BEGIN
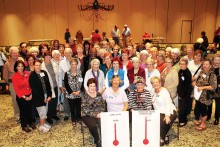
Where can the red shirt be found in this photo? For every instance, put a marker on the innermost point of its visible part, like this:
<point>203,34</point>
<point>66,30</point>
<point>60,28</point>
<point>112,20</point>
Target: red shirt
<point>21,84</point>
<point>96,38</point>
<point>161,67</point>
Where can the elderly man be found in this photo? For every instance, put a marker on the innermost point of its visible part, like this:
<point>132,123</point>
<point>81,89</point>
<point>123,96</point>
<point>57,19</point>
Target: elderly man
<point>8,72</point>
<point>126,34</point>
<point>64,66</point>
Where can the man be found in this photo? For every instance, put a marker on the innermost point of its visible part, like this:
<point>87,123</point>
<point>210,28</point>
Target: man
<point>67,35</point>
<point>126,34</point>
<point>115,33</point>
<point>64,66</point>
<point>8,72</point>
<point>96,38</point>
<point>23,50</point>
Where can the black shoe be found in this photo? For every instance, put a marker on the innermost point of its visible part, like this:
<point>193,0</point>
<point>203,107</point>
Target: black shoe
<point>49,120</point>
<point>66,118</point>
<point>216,122</point>
<point>26,129</point>
<point>56,118</point>
<point>33,126</point>
<point>167,141</point>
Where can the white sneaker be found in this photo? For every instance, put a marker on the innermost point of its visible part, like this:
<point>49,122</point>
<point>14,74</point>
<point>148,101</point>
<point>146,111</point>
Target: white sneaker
<point>43,129</point>
<point>47,126</point>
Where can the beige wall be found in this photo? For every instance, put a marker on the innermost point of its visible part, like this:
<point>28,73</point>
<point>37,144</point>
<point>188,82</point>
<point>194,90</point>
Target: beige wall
<point>23,20</point>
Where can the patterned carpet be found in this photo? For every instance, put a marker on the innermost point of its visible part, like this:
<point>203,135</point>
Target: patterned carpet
<point>63,134</point>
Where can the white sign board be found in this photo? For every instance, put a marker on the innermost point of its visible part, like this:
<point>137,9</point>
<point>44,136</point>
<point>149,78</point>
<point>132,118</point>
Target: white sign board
<point>115,129</point>
<point>145,128</point>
END
» EXERCISE DIRECTIONS
Return the listing above in an exact copy that leaves out the images.

» RESULT OF THIS TASK
Where can the red shirt be found in this photo? For every instance, put a marker on the innermost point of its visible part, like this:
<point>203,34</point>
<point>66,30</point>
<point>60,28</point>
<point>112,20</point>
Target: red shirt
<point>21,84</point>
<point>96,38</point>
<point>161,67</point>
Where can the elderly man be found in this photo? For every instance, put a marker on the innermost point of its visible part, like this:
<point>132,123</point>
<point>81,89</point>
<point>123,96</point>
<point>57,19</point>
Target: elderly man
<point>8,72</point>
<point>126,34</point>
<point>64,66</point>
Where can the man be found in this photo? For every instance, put a marker on the innermost point of its visible part, like this:
<point>87,123</point>
<point>210,28</point>
Target: man
<point>67,35</point>
<point>126,34</point>
<point>115,33</point>
<point>64,66</point>
<point>8,72</point>
<point>96,38</point>
<point>23,50</point>
Where can the black shoe be found in this photo? For every instance, put a marker on the innermost point of its visible part, like this:
<point>193,0</point>
<point>203,107</point>
Target: black shoe
<point>49,120</point>
<point>66,118</point>
<point>216,122</point>
<point>26,129</point>
<point>56,118</point>
<point>33,126</point>
<point>167,141</point>
Where can the white sneaker be found in this photo? For every instance, put a marker on the innermost point of its visible part, like this:
<point>49,122</point>
<point>14,74</point>
<point>148,101</point>
<point>146,111</point>
Target: white sneaker
<point>43,129</point>
<point>47,126</point>
Where can the beige wall be found in this photo? For every instance, put a marker on the innermost point of its visible part, like this:
<point>28,73</point>
<point>37,144</point>
<point>188,82</point>
<point>194,90</point>
Target: beige wall
<point>23,20</point>
Where can the patterned carpet be found in this photo? For every instance, put a marker on the innermost point of its visible part, like this:
<point>203,135</point>
Target: patterned carpet
<point>63,134</point>
Where can the white sign board be found in this photo? For every instance, put a marker on the innermost point of its visible part, like this:
<point>137,9</point>
<point>44,136</point>
<point>149,78</point>
<point>132,118</point>
Target: white sign board
<point>115,129</point>
<point>145,128</point>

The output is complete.